---------- Data under study

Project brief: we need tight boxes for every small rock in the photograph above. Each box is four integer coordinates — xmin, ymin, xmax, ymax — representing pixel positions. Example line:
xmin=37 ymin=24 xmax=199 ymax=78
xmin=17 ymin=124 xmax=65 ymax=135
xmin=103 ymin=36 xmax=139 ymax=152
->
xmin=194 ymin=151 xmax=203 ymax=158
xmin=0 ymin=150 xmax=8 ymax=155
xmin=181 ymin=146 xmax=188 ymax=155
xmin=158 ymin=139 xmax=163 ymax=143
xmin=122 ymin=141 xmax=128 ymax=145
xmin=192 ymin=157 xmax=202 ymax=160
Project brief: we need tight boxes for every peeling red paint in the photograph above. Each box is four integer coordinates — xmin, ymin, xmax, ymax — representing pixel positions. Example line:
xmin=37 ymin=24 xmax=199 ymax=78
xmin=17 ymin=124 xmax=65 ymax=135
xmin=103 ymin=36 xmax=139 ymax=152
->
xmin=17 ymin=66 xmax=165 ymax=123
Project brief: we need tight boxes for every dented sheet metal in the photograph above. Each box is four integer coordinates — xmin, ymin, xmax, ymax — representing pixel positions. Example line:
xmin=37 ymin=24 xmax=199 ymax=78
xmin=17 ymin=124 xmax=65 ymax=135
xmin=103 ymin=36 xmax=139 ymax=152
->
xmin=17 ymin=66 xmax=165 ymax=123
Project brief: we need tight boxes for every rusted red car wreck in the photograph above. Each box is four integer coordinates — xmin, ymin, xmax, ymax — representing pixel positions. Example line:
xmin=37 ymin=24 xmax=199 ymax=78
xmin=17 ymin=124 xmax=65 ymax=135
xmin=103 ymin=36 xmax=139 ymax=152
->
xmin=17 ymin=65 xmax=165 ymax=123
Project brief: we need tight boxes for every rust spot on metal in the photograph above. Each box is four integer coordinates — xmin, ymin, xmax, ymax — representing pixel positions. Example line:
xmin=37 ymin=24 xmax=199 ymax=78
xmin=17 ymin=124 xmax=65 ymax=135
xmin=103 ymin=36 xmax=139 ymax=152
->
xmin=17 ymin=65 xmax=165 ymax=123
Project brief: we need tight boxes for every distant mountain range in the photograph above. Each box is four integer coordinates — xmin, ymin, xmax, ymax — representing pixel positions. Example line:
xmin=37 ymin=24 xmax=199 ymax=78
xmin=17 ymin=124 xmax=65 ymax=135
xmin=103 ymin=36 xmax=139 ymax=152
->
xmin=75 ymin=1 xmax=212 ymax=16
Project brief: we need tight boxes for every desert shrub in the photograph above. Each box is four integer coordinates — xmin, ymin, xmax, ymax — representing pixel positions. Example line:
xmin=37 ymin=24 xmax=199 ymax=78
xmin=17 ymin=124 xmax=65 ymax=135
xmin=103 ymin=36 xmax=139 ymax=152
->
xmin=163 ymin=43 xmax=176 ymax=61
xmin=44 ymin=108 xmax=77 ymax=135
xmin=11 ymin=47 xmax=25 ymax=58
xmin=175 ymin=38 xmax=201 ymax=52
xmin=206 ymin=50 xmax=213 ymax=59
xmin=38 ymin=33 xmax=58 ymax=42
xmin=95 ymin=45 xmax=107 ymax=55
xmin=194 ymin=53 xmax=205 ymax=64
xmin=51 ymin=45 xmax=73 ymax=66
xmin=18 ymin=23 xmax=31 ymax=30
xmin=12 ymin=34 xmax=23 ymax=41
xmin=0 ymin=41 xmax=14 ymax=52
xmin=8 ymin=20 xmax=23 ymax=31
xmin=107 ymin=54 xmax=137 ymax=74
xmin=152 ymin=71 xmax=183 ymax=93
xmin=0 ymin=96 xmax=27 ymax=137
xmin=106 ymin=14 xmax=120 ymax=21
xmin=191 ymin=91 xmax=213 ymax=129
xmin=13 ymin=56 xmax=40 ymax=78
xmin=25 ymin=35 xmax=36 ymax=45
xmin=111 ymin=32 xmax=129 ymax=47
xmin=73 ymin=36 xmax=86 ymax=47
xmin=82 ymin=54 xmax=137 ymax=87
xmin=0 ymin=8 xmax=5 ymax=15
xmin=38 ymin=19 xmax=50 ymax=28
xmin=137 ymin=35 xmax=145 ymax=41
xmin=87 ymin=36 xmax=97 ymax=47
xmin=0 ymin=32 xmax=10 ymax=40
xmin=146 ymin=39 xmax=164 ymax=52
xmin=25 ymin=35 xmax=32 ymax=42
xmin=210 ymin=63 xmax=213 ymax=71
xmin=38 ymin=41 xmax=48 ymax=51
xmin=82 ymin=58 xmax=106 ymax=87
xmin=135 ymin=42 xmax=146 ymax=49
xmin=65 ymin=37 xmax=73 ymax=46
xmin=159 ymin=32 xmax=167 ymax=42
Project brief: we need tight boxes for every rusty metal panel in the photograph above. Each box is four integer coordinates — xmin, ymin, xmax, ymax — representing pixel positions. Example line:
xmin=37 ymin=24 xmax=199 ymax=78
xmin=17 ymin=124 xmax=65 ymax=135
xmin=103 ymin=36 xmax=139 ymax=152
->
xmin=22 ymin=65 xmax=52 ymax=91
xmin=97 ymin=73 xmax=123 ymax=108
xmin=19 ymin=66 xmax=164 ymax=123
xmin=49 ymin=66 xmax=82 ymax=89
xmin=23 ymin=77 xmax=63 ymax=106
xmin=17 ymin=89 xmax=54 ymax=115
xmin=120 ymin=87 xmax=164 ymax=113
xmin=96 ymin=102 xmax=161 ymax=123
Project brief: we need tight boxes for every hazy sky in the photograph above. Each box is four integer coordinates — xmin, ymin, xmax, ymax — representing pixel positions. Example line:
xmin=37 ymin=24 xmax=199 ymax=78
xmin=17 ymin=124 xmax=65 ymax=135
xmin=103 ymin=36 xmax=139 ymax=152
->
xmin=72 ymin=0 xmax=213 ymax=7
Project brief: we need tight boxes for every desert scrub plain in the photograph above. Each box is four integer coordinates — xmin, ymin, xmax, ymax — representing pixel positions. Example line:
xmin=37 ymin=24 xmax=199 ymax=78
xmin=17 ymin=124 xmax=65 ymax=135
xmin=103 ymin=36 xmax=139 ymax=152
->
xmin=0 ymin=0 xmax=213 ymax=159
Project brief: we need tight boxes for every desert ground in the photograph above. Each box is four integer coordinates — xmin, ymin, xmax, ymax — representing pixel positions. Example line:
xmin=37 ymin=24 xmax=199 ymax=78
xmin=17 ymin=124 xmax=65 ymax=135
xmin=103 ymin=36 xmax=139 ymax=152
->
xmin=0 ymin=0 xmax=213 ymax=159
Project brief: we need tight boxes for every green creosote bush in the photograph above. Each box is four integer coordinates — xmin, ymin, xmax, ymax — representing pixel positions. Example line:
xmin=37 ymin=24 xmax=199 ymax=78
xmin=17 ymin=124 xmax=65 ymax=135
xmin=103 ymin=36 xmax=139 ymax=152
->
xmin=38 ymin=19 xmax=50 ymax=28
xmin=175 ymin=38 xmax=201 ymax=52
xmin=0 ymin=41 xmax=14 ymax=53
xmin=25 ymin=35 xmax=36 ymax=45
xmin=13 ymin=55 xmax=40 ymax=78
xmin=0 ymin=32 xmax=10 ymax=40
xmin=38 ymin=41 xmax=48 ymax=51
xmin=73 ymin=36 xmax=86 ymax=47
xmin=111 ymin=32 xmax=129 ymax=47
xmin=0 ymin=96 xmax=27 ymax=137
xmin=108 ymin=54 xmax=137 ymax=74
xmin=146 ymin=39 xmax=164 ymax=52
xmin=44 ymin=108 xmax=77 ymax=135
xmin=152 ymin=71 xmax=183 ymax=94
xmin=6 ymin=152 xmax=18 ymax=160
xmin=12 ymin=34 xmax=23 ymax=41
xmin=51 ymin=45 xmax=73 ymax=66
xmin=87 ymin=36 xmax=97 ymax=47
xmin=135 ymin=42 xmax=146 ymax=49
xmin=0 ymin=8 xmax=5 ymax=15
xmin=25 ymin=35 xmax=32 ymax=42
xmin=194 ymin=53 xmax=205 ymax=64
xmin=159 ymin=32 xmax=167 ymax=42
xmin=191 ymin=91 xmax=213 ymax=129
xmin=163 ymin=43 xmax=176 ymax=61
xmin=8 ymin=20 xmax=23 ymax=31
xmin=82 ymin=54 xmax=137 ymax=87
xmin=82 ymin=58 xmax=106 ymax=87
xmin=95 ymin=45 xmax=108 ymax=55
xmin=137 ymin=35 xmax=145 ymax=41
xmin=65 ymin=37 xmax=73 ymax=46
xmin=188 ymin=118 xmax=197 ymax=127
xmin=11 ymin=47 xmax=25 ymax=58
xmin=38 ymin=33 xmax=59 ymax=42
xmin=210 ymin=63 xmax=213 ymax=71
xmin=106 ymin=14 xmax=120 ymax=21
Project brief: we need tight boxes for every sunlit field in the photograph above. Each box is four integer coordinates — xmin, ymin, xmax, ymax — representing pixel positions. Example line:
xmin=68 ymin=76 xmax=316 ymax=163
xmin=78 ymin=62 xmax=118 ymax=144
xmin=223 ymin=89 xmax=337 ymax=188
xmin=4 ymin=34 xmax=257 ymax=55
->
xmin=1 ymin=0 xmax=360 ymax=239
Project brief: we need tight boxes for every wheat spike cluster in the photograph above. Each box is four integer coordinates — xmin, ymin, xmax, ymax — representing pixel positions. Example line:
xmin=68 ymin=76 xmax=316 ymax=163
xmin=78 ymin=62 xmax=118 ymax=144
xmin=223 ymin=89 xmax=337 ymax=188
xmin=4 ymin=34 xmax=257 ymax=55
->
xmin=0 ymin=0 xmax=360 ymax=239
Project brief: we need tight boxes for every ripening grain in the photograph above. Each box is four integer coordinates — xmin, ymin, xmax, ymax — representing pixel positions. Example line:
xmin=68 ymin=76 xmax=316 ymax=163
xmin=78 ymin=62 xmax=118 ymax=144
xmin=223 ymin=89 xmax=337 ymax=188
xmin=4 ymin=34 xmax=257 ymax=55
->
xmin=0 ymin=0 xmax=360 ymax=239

--------------------

_Exercise prompt_
Wherever a line in the data above holds the word "desert", copy that line.

_Written response_
Project brief: we need tight boxes for every desert shrub in the photograph above. Each box is four integer coordinates — xmin, ymin, xmax, ymax — representing pixel positions. Example line:
Project brief: we need tight boxes for every desert scrub plain in the photograph above. Each box is four integer coordinates — xmin, ymin, xmax, ymax — representing pixel positions. Example line:
Project brief: we need tight boxes for every desert ground in the photograph above. Each box is four integer coordinates — xmin, ymin, xmax, ymax — representing pixel positions. Example line:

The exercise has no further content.